__RECORDS FOR THIS TASK__:
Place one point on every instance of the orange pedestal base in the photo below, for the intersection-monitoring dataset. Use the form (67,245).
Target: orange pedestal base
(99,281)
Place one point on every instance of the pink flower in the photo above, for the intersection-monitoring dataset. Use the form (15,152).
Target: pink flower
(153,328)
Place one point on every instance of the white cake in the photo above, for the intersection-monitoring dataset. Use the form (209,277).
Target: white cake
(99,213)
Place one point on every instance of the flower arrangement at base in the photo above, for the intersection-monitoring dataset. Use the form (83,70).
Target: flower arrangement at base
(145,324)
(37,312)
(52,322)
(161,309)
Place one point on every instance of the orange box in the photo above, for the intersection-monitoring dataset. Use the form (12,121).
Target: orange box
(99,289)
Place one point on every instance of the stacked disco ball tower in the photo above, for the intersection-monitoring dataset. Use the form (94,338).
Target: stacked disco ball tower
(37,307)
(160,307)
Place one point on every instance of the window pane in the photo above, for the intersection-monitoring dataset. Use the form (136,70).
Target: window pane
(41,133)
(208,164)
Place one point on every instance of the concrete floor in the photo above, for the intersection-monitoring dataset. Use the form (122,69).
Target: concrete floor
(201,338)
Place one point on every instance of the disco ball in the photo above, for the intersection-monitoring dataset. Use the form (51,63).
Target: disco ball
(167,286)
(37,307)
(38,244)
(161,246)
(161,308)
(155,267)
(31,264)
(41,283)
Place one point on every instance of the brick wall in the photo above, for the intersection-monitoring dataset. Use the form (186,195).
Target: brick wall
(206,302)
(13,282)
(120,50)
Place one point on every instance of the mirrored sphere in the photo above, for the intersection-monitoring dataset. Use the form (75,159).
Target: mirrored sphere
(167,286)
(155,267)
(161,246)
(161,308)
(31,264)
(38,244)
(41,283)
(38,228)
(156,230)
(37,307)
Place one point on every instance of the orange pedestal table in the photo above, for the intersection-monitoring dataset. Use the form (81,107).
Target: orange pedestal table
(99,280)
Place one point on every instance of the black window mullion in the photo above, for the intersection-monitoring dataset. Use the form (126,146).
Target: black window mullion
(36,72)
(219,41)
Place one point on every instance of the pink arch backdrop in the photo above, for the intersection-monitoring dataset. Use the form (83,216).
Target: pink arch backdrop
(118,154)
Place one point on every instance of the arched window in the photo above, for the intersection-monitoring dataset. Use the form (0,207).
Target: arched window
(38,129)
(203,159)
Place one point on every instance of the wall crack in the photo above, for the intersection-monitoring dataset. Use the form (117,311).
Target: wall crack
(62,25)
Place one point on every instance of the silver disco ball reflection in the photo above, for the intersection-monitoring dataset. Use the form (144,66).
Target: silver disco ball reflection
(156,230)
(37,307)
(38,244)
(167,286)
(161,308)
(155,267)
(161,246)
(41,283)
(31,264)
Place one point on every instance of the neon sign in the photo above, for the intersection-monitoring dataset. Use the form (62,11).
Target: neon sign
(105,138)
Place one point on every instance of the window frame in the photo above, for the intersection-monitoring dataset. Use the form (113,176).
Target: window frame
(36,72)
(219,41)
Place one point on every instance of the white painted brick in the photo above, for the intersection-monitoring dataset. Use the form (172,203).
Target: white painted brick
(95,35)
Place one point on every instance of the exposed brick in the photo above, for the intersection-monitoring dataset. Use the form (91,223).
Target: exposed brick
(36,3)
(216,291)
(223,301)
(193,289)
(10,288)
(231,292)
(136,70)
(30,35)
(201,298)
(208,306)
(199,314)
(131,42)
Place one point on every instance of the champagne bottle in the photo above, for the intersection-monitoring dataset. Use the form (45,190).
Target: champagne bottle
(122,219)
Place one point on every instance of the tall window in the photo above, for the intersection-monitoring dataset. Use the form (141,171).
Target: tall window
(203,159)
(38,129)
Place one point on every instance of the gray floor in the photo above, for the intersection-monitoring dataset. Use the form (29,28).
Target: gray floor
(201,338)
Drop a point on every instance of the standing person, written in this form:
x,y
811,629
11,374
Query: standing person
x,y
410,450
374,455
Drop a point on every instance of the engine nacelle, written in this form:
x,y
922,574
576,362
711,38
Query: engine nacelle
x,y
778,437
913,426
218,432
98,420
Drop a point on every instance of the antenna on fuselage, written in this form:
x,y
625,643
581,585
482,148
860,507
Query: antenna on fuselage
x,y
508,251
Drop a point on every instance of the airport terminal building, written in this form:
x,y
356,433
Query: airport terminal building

__OBJECTIVE__: Print nothing but the lines from the line with "Place one point on every instance of the white painted" to the last line of the records above. Both of those lines count.

__RESPONSE TO THIS EXERCISE__:
Place one point on every instance of the white painted brick in the photo above, for the intersection-monitoring dataset. Use the form (172,203).
Target: white painted brick
(95,35)
Place one point on every instance of the exposed brick in the photo above, for the intersection-monitoring dataset. Use the form (91,223).
Target: exposed brick
(36,3)
(216,291)
(223,301)
(193,289)
(10,288)
(231,292)
(136,70)
(30,35)
(201,298)
(208,306)
(199,314)
(131,42)
Place one point on every instance of the champagne bottle in the photo above, for the intersection-monitoring dataset. Use the form (45,190).
Target: champagne bottle
(122,219)
Place one point on every instance of the tall window in the photo above, for the intersection-monitoring dataset. Use the form (141,171).
Target: tall window
(203,159)
(38,129)
Place one point on every instance of the gray floor in the photo above, for the intersection-monitoring dataset. Use the form (29,28).
Target: gray floor
(201,338)
Drop a point on every instance of the standing person, written in this form:
x,y
811,629
11,374
Query: standing person
x,y
410,450
374,455
Drop a point on every instance of the engine nacelle, written in this form:
x,y
922,574
576,362
711,38
Query: engine nacelle
x,y
778,437
913,426
218,432
98,420
Drop a point on every instance of the antenna on fuselage, written in this form:
x,y
625,643
581,585
482,148
860,507
Query: antenna on fuselage
x,y
508,251
Drop a point on every instance of the airport terminal building, written in this form:
x,y
356,433
Query: airport terminal building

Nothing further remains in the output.